(Dataset items)
══════════════════════════════
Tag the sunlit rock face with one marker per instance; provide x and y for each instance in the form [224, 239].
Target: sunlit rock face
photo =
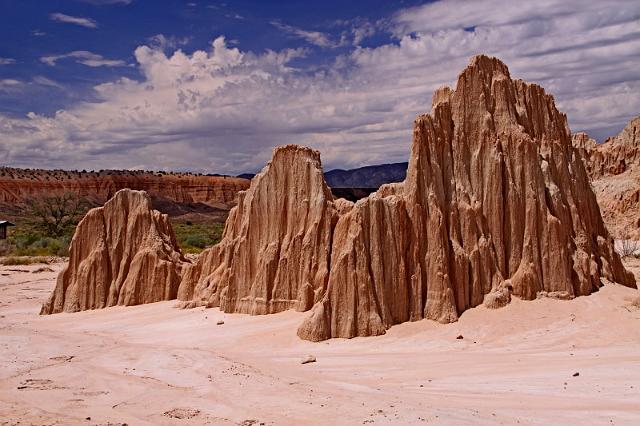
[124, 253]
[613, 157]
[496, 201]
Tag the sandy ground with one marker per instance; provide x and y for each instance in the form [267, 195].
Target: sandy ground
[155, 364]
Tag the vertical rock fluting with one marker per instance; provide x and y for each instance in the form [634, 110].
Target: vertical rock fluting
[124, 253]
[613, 157]
[496, 201]
[274, 253]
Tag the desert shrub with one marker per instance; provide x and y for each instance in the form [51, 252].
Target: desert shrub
[22, 260]
[195, 237]
[198, 241]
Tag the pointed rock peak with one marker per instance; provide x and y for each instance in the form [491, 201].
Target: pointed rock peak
[274, 254]
[488, 66]
[295, 151]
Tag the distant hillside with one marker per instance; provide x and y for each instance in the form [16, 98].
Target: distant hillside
[362, 178]
[367, 177]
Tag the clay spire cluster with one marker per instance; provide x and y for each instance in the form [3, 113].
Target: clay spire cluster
[496, 203]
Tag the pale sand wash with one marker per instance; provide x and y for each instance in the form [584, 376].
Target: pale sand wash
[153, 364]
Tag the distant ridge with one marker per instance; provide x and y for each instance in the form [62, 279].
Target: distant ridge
[361, 177]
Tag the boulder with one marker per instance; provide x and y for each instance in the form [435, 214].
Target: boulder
[495, 197]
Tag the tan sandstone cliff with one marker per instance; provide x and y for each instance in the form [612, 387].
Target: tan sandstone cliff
[496, 201]
[614, 168]
[124, 253]
[274, 253]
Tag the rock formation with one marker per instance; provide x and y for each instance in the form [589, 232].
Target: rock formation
[614, 167]
[613, 157]
[124, 253]
[274, 253]
[18, 185]
[496, 200]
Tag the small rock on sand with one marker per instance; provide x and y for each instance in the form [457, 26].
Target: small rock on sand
[308, 359]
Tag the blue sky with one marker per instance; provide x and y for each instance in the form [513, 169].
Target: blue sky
[213, 86]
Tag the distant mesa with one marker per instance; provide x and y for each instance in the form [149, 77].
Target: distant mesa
[173, 193]
[124, 253]
[496, 203]
[275, 250]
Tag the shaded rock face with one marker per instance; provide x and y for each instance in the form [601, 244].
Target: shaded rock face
[124, 253]
[614, 168]
[613, 157]
[496, 200]
[18, 185]
[275, 250]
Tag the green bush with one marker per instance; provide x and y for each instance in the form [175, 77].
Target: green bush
[29, 240]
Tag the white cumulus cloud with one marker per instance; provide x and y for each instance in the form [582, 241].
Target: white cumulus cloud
[68, 19]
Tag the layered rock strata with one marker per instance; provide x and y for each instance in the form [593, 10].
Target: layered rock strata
[19, 185]
[496, 200]
[614, 168]
[124, 253]
[275, 249]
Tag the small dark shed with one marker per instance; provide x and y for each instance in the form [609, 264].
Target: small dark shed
[3, 228]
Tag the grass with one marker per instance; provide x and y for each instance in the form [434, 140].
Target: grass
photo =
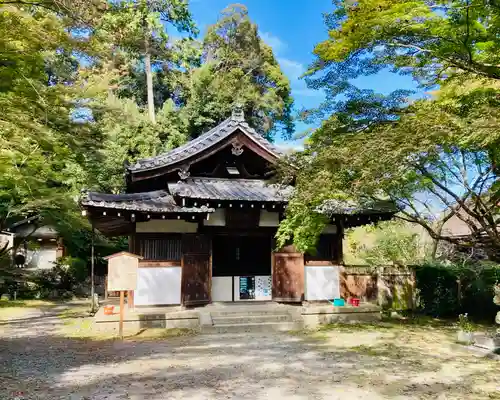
[26, 303]
[17, 308]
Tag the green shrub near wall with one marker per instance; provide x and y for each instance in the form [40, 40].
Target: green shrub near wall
[446, 290]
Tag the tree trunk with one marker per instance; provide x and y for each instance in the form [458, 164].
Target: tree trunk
[149, 78]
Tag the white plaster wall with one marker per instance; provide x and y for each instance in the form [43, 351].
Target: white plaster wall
[322, 283]
[166, 226]
[221, 288]
[269, 218]
[330, 229]
[236, 288]
[217, 218]
[42, 258]
[157, 286]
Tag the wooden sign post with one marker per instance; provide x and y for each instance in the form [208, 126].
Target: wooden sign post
[122, 276]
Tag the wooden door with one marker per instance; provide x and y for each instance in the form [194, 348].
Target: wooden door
[288, 277]
[195, 279]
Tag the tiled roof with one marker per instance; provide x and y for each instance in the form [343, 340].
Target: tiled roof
[347, 207]
[203, 142]
[157, 201]
[230, 189]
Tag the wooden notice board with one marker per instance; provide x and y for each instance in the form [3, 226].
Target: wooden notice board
[122, 271]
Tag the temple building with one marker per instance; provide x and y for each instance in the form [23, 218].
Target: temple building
[204, 215]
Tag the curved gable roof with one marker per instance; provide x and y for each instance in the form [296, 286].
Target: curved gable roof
[204, 142]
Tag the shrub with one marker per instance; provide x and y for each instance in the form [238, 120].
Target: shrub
[447, 289]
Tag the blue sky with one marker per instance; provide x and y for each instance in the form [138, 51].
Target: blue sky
[292, 28]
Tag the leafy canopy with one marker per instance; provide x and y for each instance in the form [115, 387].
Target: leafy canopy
[436, 157]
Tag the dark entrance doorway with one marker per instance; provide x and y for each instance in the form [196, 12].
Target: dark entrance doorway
[245, 260]
[241, 255]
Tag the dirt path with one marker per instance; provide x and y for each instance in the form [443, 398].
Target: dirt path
[364, 364]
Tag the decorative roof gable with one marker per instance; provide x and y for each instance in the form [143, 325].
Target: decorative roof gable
[204, 142]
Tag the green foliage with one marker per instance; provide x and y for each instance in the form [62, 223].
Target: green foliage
[238, 68]
[434, 156]
[446, 290]
[386, 243]
[496, 290]
[43, 150]
[464, 324]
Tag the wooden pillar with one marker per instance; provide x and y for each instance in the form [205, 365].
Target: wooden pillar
[130, 298]
[122, 312]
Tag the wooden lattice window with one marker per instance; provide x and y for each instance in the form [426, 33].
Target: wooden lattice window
[160, 247]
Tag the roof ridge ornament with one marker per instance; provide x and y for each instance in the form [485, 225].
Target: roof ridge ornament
[237, 149]
[184, 172]
[238, 114]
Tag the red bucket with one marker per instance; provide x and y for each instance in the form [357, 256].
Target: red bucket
[108, 310]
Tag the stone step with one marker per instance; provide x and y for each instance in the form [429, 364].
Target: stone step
[246, 312]
[251, 318]
[252, 327]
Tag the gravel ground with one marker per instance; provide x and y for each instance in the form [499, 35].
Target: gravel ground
[343, 364]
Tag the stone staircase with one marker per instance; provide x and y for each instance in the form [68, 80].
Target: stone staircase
[249, 318]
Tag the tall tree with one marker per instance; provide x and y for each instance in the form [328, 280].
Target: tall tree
══════════════════════════════
Which lines above include the word "sunlit"? Return each one.

Tag the sunlit rock face with one marker per instance; provide x and y for each instance in the form [224, 239].
Target: sunlit rock face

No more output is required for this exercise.